-- START OF Records for processing --

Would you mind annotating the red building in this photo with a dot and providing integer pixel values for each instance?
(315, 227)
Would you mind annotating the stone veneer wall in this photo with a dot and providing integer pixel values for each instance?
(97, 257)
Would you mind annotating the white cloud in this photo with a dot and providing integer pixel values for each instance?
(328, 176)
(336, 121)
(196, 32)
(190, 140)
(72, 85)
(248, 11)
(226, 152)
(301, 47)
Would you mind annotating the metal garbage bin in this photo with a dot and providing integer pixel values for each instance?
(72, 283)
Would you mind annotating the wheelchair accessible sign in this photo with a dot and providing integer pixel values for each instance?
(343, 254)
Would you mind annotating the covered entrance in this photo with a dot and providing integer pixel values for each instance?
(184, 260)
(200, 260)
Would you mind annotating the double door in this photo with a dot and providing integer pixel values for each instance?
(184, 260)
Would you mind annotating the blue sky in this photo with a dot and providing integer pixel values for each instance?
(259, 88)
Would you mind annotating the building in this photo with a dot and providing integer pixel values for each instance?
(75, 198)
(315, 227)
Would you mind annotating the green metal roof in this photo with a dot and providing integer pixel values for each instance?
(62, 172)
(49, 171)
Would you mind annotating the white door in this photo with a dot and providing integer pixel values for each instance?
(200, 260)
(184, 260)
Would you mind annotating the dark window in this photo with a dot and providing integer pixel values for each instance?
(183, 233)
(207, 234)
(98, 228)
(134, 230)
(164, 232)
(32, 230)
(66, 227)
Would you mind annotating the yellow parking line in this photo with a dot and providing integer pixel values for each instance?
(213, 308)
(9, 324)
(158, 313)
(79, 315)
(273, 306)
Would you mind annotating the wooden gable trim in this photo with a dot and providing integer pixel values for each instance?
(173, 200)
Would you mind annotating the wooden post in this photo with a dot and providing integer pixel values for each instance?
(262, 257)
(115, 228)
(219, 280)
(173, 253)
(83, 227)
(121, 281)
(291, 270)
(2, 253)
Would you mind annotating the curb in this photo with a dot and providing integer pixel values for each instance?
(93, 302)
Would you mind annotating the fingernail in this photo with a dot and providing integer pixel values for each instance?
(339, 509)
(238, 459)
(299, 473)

-- END OF Records for processing --
-- START OF Records for processing --

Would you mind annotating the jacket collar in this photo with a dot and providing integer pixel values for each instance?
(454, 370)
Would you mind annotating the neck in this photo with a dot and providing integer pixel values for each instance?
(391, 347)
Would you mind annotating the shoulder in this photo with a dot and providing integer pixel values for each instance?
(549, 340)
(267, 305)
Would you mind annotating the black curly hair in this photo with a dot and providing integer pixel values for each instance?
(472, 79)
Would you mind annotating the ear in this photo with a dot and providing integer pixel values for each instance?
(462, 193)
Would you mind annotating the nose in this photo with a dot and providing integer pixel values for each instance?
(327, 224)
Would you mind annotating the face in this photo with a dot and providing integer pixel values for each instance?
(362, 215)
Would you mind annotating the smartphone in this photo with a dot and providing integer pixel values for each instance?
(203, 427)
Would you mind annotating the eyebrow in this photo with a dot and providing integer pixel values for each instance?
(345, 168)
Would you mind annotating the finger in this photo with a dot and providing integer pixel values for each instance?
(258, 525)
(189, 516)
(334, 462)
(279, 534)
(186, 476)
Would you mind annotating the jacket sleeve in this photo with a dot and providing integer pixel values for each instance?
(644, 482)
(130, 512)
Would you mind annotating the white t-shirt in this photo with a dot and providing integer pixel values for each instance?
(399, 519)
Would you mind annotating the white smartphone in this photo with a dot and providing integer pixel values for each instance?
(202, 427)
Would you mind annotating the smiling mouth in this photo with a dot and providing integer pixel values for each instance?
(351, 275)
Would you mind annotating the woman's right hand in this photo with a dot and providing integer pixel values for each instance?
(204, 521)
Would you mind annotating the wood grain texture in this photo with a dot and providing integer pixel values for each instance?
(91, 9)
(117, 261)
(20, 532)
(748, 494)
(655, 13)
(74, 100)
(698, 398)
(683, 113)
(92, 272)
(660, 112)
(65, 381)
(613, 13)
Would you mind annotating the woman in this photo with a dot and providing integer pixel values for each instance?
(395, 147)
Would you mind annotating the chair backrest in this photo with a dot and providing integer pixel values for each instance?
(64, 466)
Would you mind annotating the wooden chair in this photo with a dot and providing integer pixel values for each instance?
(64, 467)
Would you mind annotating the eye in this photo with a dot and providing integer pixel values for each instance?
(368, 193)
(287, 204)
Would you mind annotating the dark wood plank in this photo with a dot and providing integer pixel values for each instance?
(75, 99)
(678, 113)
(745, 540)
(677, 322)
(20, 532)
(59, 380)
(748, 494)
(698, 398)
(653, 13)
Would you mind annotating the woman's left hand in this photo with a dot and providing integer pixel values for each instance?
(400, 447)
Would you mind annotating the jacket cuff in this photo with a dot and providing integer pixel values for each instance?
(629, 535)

-- END OF Records for processing --

» **Problem requirements**:
Show each line of the records above that contains the word "building".

» **Expected output**:
Would you mind annotating the red building in this photo with a dot and providing integer pixel values for each instance?
Would you mind annotating the building in this photo with a dot and providing integer pixel values for each instance?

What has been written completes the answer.